** Your assignment **
Please repeat the stretch of the Murray review from "Murray has a" through "in the collection.", updated so that "stack" becomes "host".

This nod to fecundity signals the volume’s dominant thematic note of abundance, and is rich in classical resonance. The lines invoke poetry and viticulture’s classical bond, forged in the second of Virgil’s Georgics (dedicated to Bacchus, “Father of the Winepress”), a distant forebear. “Reed-wrapped” even recalls the lesser-known Syrinx, who metamorphosed into the reeds with which Pan fashioned the first pan pipes. Notice how both grape varieties end in the vowel ‘‘o’’, which is also the shape mouths, reeds and bottles make. A later poem in the volume, Sun Taiko, named for the Japanese for “drum”, similarly depicts rainwater tanks “each with a rimmed / O hole for sound”.
But the kicker is of course the pun on the poet’s name. Like Shakespeare’s Sonnet 73, with its “Will to boot, and Will in overplus”, this too is a gesture of abundance. The scene’s parting image is of “steamboats kneading heron-blue / lake, the river full again”. A replenishment has occurred, the river has swollen, and Waiting for the Past is the result: a new case of “reedwrapped bottlings of view” direct from the “Murray mouth”.
Murray has a stack of marvellous poems about all kinds of rain. From the ecstatic youthfulness of Spring Hail, one of his earliest (“the hail I scooped / from underfoot still bore the taste of sky”), to Two Rains from Dog Fox Field (1990), in which Queensland rain is “warm as a Papuan forest, / a rain you can sweat in, / it steams in the sun like a hard-ridden horse”. To this is now added The Flute, one of my favourite poems in the collection.
An hour, and trees in spasm of wind as daybreak grew pelted each other with wreckage.
Like Cicero and Henry James, Murray is a compulsive syntactical acrobat; a case in point is the deferral of the verb “pelted” here, which arrives only after three prepositional phrases that modify the trees (“in spasm / of wind as daybreak grew”); the plosive kick of the trochee (“pel-”) gives momentum to the final line, not only echoing but enacting the earlier “spasm”. In the storm’s aftermath we see how the clear core of the rain gauge drawn out, overspilled its metrics like a champagne flute raised to the season.

** Supplied material **
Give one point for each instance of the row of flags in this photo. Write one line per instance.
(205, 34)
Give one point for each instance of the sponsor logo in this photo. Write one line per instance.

** Answer to this problem **
Murray has a host of marvellous poems about all kinds of rain. From the ecstatic youthfulness of Spring Hail, one of his earliest (“the hail I scooped / from underfoot still bore the taste of sky”), to Two Rains from Dog Fox Field (1990), in which Queensland rain is “warm as a Papuan forest, / a rain you can sweat in, / it steams in the sun like a hard-ridden horse”. To this is now added The Flute, one of my favourite poems in the collection.